▶ [Task brief]: Write out, exactly as they appear, only the lines running from the line with "Target | light pole" to the final line of the listing; include both.

Records from a data source:

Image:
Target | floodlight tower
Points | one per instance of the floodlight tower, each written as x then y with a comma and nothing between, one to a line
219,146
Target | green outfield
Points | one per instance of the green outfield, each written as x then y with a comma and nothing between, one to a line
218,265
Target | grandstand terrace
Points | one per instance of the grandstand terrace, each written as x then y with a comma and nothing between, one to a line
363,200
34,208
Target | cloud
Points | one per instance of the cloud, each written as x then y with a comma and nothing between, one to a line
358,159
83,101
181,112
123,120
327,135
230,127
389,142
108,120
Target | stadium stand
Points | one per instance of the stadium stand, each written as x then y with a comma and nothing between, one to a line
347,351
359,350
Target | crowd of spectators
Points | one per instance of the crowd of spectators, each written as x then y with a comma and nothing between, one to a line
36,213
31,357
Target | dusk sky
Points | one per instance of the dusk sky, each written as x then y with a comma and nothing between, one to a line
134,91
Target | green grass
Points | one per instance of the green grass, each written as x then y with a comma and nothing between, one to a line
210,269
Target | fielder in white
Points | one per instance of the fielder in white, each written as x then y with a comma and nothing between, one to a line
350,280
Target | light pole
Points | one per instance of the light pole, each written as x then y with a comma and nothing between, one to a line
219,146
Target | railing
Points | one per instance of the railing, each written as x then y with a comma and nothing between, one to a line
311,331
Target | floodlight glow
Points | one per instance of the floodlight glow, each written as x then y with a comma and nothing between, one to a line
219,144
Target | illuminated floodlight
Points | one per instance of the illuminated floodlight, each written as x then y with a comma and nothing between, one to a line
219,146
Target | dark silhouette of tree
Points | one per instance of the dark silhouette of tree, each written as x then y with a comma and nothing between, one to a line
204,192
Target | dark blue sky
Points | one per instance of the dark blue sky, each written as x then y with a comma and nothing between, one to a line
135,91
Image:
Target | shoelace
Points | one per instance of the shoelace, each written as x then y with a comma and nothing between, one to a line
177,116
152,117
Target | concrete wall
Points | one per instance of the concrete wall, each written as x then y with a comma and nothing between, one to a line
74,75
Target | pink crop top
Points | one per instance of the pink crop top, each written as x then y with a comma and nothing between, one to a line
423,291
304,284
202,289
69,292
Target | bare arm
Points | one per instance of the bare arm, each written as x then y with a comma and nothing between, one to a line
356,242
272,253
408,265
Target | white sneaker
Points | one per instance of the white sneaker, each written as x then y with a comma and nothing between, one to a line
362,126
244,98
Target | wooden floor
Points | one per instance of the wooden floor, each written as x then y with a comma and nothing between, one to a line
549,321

▶ [Finished answer]:
Target | light pole
Points | one per instance of the light pole, each written as x then y with a comma and nothing between, one to a line
219,146
Target | railing
Points | one per instance of the railing, each written as x then y with a comma and nothing between, one to a line
311,331
Target | floodlight glow
Points | one per instance of the floodlight glow, each written as x then y with a comma and nothing between, one to a line
219,144
Target | illuminated floodlight
Points | one per instance of the illuminated floodlight, each written as x then y with a comma and nothing between, one to a line
219,146
Target | dark silhouette of tree
Points | one per instance of the dark silhouette of tree, each written as x then y with a comma and nothing between, one to a line
204,192
Target | dark blue sky
Points | one per instance of the dark blue sky, each written as x then y with a comma and nothing between, one to a line
135,91
Image:
Target | shoelace
Points | one per instance of the shoelace, each written as x then y with a comma and nothing between, one to a line
177,116
152,117
Target | concrete wall
Points | one per instance of the concrete wall, each written as x then y with a comma and nothing between, one to a line
74,75
Target | pink crop top
Points | one per instance of the pink crop top, each written as x then y with a comma and nothing between, one to a line
423,291
304,284
202,289
69,292
Target | bare arm
Points | one per instance of the bare arm, each written as x then y with a comma and nothing between, one to a line
356,242
272,253
408,265
Target | white sneaker
Points | one per instance of the white sneaker, each written as x then y with a comma and nothing between, one to a line
362,126
244,98
Target | wooden floor
Points | one per instance of the wooden floor, each written as x then y with a comma and nothing between, one to a line
549,321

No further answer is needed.